WORK TASK 1 –
In the Rafah passage below, how many more people does Rafah now host beyond its normal population?
WORK TASK 2 –
Please say whether each statement agrees with the Rafah passage below, giving yes or no and quoting the words that decide it.
(a) Egypt's buffer zone along its border with Gaza is 5 kilometers wide.
(b) Netanyahu said Hamas has two battalions in Rafah.
(c) The Camp David Accords were brokered by Jimmy Carter in the late 1970s.

PASSAGE –
>>>

The stand-off between Israel and Egypt, two close U.S. allies, comes as aid groups warn that an offensive in Rafah would worsen the already catastrophic humanitarian situation in Gaza, where around 80% of residents have fled their homes and where the U.N. says a quarter of the population faces starvation.
Hamas' Al-Aqsa television station, meanwhile, quoted an unnamed Hamas official as saying that any invasion of Rafah would "blow up" talks mediated by the United States, Egypt and Qatar aimed at a cease-fire and the release of Israeli hostages.
UNCLEAR WHERE CIVILIANS WOULD GO
Netanyahu, in an interview with ABC News "This Week with George Stephanopoulos," suggested civilians in Rafah could flee north, saying there are "plenty of areas" that have been cleared by the army. He said Israel is developing a "detailed plan" to relocate them.
But the offensive has caused widespread destruction, particularly in northern Gaza, and heavy fighting is still taking place in central Gaza and the southern city of Khan Younis. A ground operation in Rafah could also force the closure of its crossing, cutting off one of the only avenues for delivering badly needed food and medical supplies.
All three officials confirmed Egypt's threats, speaking on condition of anonymity because they were not authorized to brief reporters on the sensitive negotiations. Qatar, Saudi Arabia and other countries have also warned of severe repercussions if Israel goes into Rafah.
"An Israeli offensive on Rafah would lead to an unspeakable humanitarian catastrophe and grave tensions with Egypt," European Union foreign policy chief Josep Borrell wrote on X.
Israel and Egypt had fought five wars before signing the Camp David Accords, a landmark peace treaty brokered by then-U.S. President Jimmy Carter in the late 1970s. The treaty includes several provisions governing the deployment of forces on both sides of the border.
Egypt has heavily fortified its border with Gaza, carving out a 5-kilometer (3-mile) buffer zone and erecting concrete walls above and below ground. It has denied Israeli allegations that Hamas still operates smuggling tunnels beneath the border, saying Egyptian forces have full control on their side.
But Egyptian officials fear that if the border is breached, the military would be unable to stop a tide of people fleeing into the Sinai Peninsula.
The United Nations says Rafah, which is normally home to less than 300,000 people, now hosts 1.4 million more who fled fighting elsewhere and is "severely overcrowded."
Netanayahu said Hamas still has four battalions there. "Those who say that under no circumstances should we enter Rafah are basically saying lose the war, keep Hamas there," he told ABC News.
PALESTINIAN TOLL MOUNTS
Israel has ordered much of Gaza's population to flee south with evacuation orders covering two-thirds of the territory, even as it regularly carries out airstrikes in all areas, including Rafah. Airstrikes on the town in recent days have killed dozens of Palestinians, including women and children.

<<<

GIVEN DATA –
>>>

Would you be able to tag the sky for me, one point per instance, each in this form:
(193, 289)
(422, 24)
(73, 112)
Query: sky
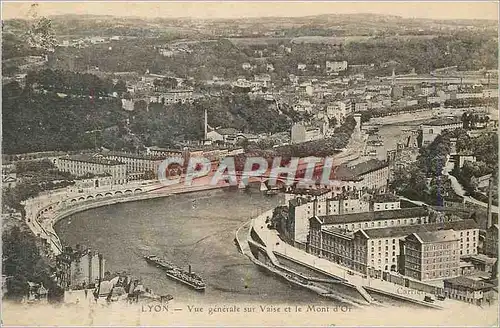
(238, 9)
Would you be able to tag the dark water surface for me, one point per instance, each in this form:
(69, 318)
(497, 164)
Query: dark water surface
(193, 228)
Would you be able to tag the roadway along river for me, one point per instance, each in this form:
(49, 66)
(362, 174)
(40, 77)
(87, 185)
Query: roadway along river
(193, 228)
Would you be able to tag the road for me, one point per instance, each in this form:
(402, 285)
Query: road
(459, 190)
(276, 245)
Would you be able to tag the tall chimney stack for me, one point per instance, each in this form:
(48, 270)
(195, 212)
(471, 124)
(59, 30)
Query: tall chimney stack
(205, 125)
(490, 183)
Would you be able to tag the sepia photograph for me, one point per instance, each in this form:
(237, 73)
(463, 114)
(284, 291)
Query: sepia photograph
(249, 163)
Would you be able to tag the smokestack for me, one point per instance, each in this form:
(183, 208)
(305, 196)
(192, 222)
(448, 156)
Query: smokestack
(206, 125)
(490, 183)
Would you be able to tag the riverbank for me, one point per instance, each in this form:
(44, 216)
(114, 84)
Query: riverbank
(43, 213)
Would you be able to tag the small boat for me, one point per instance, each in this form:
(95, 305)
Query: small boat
(186, 277)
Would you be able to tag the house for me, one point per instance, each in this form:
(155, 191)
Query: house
(368, 175)
(264, 80)
(461, 158)
(435, 127)
(335, 66)
(480, 262)
(301, 67)
(491, 241)
(427, 89)
(303, 106)
(432, 255)
(378, 236)
(469, 290)
(246, 66)
(360, 105)
(9, 177)
(36, 293)
(225, 135)
(247, 136)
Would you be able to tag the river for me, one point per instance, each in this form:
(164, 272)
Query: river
(194, 228)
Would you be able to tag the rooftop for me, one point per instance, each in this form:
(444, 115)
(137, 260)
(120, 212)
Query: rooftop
(479, 258)
(227, 131)
(311, 192)
(406, 230)
(436, 236)
(91, 159)
(344, 172)
(410, 212)
(133, 155)
(468, 283)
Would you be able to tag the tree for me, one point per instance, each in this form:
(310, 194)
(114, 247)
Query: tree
(41, 34)
(120, 87)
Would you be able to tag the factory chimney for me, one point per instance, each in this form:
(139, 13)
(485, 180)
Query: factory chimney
(490, 185)
(205, 125)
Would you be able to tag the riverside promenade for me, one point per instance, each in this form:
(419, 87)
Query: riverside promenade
(369, 288)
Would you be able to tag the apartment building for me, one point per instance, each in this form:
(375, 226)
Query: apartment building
(491, 241)
(368, 249)
(175, 96)
(469, 290)
(435, 127)
(432, 255)
(82, 165)
(369, 175)
(136, 164)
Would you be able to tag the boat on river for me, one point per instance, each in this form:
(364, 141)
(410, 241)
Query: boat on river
(188, 278)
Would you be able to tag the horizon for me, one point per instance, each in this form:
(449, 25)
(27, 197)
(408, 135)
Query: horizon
(444, 10)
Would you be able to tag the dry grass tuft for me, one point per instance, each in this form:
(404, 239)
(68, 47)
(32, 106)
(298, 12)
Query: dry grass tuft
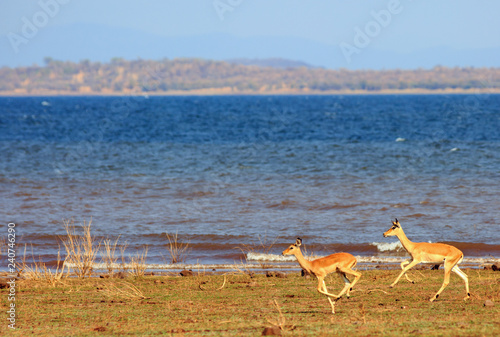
(39, 271)
(138, 263)
(124, 290)
(200, 284)
(178, 250)
(280, 322)
(109, 259)
(81, 250)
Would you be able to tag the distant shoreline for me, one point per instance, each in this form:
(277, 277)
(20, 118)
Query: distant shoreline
(230, 92)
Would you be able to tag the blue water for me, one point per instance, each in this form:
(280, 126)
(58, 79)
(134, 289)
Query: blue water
(229, 171)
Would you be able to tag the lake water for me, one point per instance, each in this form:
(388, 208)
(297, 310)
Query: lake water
(233, 173)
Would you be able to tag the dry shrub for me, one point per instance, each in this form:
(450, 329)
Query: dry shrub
(123, 290)
(109, 259)
(178, 250)
(81, 250)
(38, 270)
(138, 263)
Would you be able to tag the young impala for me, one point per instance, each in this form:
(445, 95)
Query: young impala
(341, 263)
(435, 253)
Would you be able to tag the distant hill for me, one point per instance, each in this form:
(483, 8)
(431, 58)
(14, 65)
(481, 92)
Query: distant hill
(279, 63)
(188, 76)
(79, 41)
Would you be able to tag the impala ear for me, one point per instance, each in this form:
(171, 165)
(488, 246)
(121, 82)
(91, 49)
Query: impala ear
(298, 242)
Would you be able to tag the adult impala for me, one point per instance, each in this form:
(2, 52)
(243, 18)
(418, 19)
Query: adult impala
(341, 263)
(435, 253)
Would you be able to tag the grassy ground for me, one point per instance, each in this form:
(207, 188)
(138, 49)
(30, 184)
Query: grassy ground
(243, 306)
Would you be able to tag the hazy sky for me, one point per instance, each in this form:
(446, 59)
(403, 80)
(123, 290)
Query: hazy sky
(412, 25)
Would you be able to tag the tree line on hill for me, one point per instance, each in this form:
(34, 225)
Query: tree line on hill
(121, 76)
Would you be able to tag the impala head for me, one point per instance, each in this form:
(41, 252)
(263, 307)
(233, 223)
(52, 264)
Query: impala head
(293, 249)
(394, 230)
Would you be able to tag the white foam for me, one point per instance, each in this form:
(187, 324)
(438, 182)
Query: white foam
(252, 256)
(388, 246)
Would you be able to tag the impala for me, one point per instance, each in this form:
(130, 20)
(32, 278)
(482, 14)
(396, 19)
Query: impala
(435, 253)
(341, 263)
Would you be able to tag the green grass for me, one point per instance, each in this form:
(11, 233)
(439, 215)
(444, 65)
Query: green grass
(245, 306)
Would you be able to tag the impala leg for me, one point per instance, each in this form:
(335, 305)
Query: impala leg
(349, 285)
(447, 271)
(460, 273)
(409, 266)
(403, 264)
(322, 289)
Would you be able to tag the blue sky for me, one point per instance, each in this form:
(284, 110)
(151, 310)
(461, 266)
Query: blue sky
(411, 27)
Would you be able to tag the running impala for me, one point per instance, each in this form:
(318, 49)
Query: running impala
(342, 263)
(435, 253)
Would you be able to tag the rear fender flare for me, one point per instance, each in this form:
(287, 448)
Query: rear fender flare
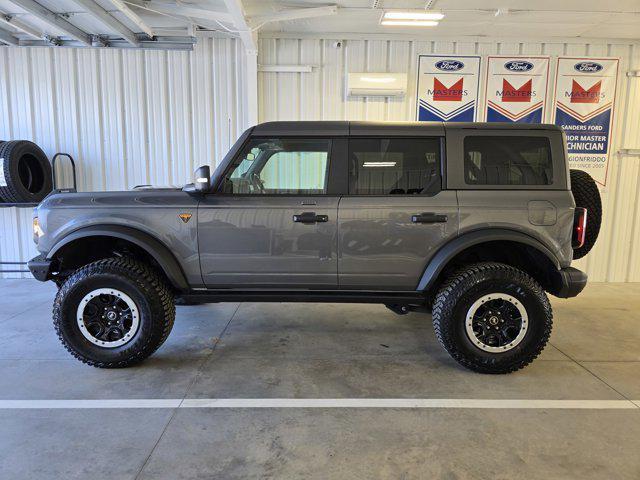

<<<

EXERCISE ANSWER 1 –
1.4 million more people who fled fighting elsewhere.

EXERCISE ANSWER 2 –
(a) Yes: "carving out a 5-kilometer (3-mile) buffer zone"
(b) No: "Hamas still has four battalions there"
(c) Yes: "brokered by then-U.S. President Jimmy Carter in the late 1970s"